» TASK DETAILS
Rewrite every one of the rows below with "photograph" swapped for "image" and everything else unchanged. Leave the pictures out.

---

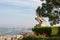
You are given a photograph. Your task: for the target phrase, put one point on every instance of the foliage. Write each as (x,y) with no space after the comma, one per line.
(50,31)
(39,38)
(50,9)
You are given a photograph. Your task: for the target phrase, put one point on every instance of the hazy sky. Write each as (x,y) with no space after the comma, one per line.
(18,13)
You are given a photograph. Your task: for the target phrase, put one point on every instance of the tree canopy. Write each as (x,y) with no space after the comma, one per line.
(50,9)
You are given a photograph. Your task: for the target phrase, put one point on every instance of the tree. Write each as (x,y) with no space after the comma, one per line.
(50,9)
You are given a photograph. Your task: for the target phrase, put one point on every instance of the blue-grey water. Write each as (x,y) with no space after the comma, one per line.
(13,31)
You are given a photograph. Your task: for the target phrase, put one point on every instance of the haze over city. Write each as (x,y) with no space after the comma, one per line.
(18,13)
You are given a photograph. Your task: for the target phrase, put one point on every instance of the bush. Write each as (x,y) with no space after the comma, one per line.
(50,31)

---

» OUTPUT FOR THIS EXERCISE
You are given a image. Your task: for the target phrase, put one point on every instance of the foliage. Write each as (x,y) with no space after the comma, one per line.
(50,31)
(39,38)
(50,9)
You are given a image. Your task: for the target phrase, put one point on every instance of the hazy sky. Write each as (x,y) with no space after the comma, one per line.
(18,13)
You are given a image. Your task: for the target phrase, put one point on every instance of the tree canopy. Write each as (x,y) with no space after the comma, one per line.
(50,9)
You are given a image. Your task: for the target phrase, put one point on every instance of the tree. Write each as (x,y) with no space after the comma, one per line.
(50,9)
You are given a image. Your task: for the target phrase, put one point on every instance of the blue-grey water. Write each as (x,y) with no space after the comma, one per line.
(13,31)
You are given a image. Your task: for the target phrase, put one point on every instance of the haze over city. Write each as (x,y) with no space after the comma, one per line.
(18,13)
You are given a image. Your task: for the target phrase, put one point on every instance of the bush. Write each as (x,y) with no space after the comma, one per line.
(50,31)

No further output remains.